Keywords: drill design, electrochemical polishing, guided surgery, heat generation, infrared camera, sequential drilling, single drilling, temperature measurement, twist drills
Purpose: The aim of this in vitro study was to evaluate the temperature development of a novel, electropolished drill design during conventional and guided implant osteotomy in comparison to conventional drills under standardized conditions.
Materials and methods: Single and sequential 12-mm-deep drilling protocols (guided and unguided) with a conventional (control groups) and novel drill (test groups) were performed in artificial bone blocks under external irrigation. Each drilling protocol was repeated 30 times with drill diameters of 2.2, 2.8, 3.5, and 4.2 mm. Temperature changes were recorded by an infrared camera, and the accumulated thermal energy was calculated. For group comparison, a one-way analysis of variance (ANOVA) and Tukey post hoc test were used with a level of significance set to = .05.
Results: The highest temperatures were measured up to 77.9°C for small-diameter drills in the control and test groups. The 3.5-mm and 4.2-mm novel drills showed significantly lower heat generation during guided and unguided osteotomy preparation for single and sequential drilling. The accumulated thermal energy during guided osteotomy preparation was significantly lower with the electropolished drills.
Conclusion: The drill design has an important impact on heat development during osteotomy, which was most pronounced for guided osteotomy with conventional drills and for small-diameter osteotomies.

▶ _Problems to work on_
A: Answer these questions using the drill study abstract:
(i) How many times was each drilling protocol repeated?
(ii) What device recorded the temperature changes?
(iii) What was the highest temperature measured?
B: Repeat the part of the drill study abstract that opens with the words containing "Results: The highest" and closes with "for small-diameter osteotomies.".
C: List every drill diameter named in the drill study abstract.

▶ _Data excerpts_
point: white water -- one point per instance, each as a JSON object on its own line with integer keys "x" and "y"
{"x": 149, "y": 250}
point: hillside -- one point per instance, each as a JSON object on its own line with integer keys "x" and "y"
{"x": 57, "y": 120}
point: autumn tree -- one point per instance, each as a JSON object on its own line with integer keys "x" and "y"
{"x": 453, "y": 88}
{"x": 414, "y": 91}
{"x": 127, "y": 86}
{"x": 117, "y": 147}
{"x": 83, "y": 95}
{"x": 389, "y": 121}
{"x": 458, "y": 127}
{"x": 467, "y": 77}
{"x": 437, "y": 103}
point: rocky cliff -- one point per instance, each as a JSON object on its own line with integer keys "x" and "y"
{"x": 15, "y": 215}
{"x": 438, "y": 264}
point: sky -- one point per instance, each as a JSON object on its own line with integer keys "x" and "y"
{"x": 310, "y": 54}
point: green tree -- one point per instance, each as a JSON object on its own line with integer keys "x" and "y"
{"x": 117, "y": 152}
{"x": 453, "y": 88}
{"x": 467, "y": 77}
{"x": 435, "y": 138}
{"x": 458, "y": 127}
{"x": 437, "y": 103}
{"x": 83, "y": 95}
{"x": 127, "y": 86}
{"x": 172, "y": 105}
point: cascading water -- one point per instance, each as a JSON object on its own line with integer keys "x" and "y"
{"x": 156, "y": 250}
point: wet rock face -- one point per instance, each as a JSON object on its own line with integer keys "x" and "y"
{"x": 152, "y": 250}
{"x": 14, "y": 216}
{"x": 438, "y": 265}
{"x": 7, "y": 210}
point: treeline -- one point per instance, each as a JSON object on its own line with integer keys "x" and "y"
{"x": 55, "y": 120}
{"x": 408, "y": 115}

▶ _Solutions in order_
A:
(i) 30 times
(ii) An infrared camera
(iii) Up to 77.9°C

B:
Results: The highest temperatures were measured up to 77.9°C for small-diameter drills in the control and test groups. The 3.5-mm and 4.2-mm novel drills showed significantly lower heat generation during guided and unguided osteotomy preparation for single and sequential drilling. The accumulated thermal energy during guided osteotomy preparation was significantly lower with the electropolished drills.
Conclusion: The drill design has an important impact on heat development during osteotomy, which was most pronounced for guided osteotomy with conventional drills and for small-diameter osteotomies.

C: 2.2 mm, 2.8 mm, 3.5 mm, 4.2 mm